**THE TASK:** Set down, character for character, everything in the records below from the line holding "Fill in the" down to the line holding "box: [9, 3, 259, 268]", and no other line.

**SOURCE INFORMATION:**
□ □ □

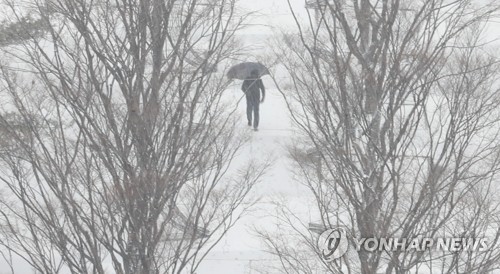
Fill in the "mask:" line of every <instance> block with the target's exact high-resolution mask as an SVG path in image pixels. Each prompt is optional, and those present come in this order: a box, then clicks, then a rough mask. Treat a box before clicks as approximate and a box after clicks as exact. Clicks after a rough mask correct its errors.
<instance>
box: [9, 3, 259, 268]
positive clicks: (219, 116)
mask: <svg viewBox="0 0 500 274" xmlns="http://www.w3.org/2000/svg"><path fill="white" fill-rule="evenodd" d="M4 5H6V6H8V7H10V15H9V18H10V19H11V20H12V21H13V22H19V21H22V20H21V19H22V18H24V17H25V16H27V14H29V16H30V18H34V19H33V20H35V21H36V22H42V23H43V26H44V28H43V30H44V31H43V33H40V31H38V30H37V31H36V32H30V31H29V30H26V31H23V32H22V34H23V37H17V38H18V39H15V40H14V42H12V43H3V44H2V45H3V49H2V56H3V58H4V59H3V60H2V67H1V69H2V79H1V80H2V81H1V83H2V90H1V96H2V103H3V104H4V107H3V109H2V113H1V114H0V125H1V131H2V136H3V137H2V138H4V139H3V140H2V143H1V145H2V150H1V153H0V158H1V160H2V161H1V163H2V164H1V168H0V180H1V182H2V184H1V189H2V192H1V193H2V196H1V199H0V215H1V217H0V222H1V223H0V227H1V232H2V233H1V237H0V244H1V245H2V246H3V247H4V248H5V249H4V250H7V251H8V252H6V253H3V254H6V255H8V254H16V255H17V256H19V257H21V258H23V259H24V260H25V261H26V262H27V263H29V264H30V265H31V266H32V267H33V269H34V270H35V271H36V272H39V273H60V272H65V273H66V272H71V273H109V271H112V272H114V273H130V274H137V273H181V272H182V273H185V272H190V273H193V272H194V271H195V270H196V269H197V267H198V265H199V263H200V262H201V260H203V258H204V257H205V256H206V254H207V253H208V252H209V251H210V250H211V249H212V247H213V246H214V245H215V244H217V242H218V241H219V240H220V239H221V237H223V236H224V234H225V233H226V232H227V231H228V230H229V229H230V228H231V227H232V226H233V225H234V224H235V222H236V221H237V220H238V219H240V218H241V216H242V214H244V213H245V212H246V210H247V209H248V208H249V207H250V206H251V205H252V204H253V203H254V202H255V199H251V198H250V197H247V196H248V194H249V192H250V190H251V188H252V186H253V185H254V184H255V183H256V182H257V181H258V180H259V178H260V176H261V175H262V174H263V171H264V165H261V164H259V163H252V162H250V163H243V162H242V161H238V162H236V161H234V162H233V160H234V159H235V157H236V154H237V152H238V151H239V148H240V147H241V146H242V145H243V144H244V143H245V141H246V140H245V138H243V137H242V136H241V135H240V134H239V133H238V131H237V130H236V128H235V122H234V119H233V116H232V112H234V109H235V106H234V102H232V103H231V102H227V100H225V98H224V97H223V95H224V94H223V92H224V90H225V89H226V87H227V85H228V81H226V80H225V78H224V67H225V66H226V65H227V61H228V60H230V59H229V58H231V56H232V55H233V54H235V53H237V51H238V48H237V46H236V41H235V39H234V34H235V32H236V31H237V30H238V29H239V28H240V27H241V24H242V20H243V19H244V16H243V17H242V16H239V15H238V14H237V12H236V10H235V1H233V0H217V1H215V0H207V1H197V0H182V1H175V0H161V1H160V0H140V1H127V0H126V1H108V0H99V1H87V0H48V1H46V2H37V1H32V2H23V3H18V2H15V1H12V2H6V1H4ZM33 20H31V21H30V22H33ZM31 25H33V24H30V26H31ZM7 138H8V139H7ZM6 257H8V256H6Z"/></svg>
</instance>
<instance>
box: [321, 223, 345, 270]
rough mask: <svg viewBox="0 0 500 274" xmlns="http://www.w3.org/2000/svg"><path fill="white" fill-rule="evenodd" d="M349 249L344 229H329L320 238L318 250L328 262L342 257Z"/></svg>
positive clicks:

□ □ □

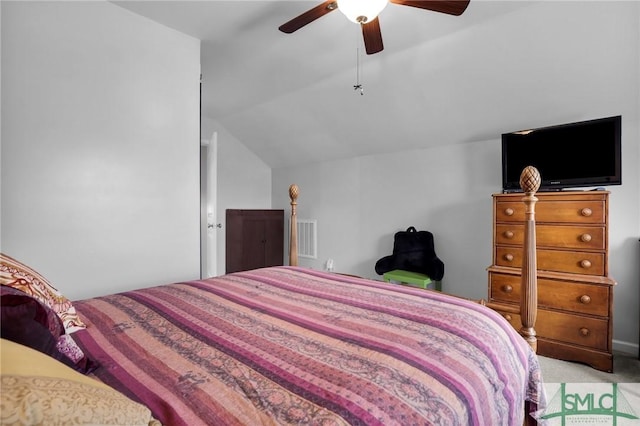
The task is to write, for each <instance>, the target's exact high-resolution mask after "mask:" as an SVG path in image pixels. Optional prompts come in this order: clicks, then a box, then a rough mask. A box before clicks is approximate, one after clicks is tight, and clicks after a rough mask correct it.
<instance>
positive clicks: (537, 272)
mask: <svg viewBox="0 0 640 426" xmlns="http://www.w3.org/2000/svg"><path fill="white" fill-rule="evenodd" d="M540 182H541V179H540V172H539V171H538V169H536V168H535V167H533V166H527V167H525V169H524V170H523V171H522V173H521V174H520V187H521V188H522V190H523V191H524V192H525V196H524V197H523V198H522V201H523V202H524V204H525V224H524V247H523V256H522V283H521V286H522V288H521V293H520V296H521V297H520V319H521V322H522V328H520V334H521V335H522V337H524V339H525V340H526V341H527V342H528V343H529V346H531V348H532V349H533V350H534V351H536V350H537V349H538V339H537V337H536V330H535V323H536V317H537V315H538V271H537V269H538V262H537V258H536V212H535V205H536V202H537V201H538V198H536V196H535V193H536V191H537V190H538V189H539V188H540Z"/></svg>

□ □ □

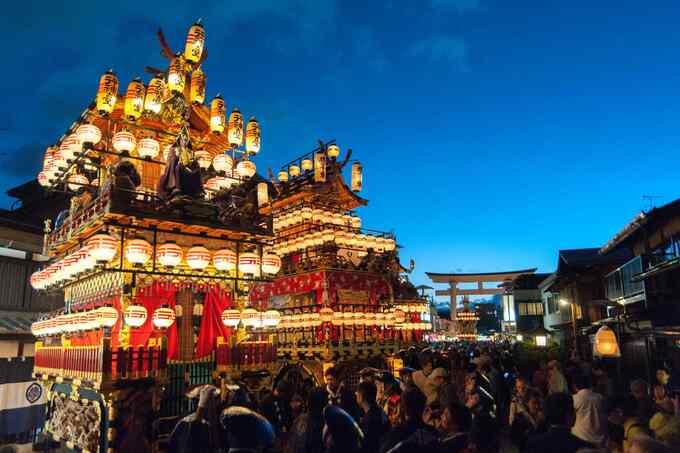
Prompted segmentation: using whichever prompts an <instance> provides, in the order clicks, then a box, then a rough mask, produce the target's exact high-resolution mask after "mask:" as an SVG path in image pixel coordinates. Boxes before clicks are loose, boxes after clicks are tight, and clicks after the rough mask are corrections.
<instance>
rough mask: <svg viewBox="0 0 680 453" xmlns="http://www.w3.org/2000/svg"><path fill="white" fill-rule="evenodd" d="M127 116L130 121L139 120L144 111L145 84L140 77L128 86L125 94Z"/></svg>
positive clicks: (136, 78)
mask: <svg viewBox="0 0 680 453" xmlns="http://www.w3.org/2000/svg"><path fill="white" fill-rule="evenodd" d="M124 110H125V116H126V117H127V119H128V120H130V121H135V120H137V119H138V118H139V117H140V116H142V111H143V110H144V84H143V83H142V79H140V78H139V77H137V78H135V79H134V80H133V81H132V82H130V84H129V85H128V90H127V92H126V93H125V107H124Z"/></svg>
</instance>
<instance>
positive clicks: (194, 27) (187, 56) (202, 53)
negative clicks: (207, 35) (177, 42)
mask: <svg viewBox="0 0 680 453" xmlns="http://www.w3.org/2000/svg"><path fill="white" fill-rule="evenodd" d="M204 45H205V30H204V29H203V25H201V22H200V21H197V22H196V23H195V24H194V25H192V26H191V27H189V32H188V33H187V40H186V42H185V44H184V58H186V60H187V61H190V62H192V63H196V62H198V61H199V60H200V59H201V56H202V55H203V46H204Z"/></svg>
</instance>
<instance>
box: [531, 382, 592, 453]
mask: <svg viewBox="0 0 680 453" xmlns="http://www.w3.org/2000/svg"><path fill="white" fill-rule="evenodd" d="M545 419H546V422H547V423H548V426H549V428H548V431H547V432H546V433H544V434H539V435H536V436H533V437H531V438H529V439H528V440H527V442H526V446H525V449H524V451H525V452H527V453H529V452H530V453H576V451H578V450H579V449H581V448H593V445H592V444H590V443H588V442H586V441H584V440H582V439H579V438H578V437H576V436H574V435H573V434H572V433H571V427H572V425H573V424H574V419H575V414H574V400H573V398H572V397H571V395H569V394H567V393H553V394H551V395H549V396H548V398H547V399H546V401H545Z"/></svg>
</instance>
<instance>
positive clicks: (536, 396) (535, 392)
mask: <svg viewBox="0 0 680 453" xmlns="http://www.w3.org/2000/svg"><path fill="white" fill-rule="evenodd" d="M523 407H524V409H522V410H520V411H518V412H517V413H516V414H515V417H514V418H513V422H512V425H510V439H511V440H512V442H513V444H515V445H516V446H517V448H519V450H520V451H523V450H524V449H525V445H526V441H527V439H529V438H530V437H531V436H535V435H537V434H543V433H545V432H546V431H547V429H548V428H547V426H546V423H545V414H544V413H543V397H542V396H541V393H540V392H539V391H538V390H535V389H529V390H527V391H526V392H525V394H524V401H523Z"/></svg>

□ □ □

**SOLUTION TO THIS TASK:**
Fill in the "mask:" line of every <instance> block with the target's exact high-resolution mask as an SVG path in image pixels. Each prompt is optional, and those present come in this order: a box, then clicks, then a rough mask. Treat a box before clicks as approximate and a box after clicks as exact. Clicks after a rough mask correct its errors.
<instance>
box: [9, 3, 259, 268]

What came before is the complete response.